REQUEST
Return, exactly, the line that contains "point: body armor" together with all lines after it to the end of the entries, and no further lines.

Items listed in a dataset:
################
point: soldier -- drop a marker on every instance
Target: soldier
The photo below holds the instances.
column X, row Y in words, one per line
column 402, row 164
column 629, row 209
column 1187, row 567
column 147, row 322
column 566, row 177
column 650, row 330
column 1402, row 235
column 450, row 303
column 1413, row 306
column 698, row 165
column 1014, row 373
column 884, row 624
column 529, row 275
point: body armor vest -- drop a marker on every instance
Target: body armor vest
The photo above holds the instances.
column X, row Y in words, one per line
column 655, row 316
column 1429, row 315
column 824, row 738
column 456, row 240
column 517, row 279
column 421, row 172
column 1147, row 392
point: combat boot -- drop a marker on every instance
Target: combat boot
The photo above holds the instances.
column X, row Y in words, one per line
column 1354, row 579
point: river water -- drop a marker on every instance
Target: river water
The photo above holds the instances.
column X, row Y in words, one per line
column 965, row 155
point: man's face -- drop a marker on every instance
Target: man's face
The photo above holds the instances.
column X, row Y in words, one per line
################
CORRECT RESPONSE
point: body armor vest -- drop a marker on every instance
Target: body armor vest
The photo above holds the instances.
column X, row Y in words, one per line
column 655, row 316
column 1429, row 315
column 824, row 738
column 456, row 240
column 517, row 279
column 421, row 172
column 1147, row 392
point: combat boot -- drop a marker on every instance
Target: combat boot
The photo above holds the instances.
column X, row Y in words, one per line
column 1354, row 579
point: river water -- drop a marker on every instance
Target: river water
The photo above holds the instances.
column X, row Y in words, one per line
column 965, row 155
point: man's face -- drop a marker on every instance
Target: man's face
The photo above holds the instances.
column X, row Y in words, one per line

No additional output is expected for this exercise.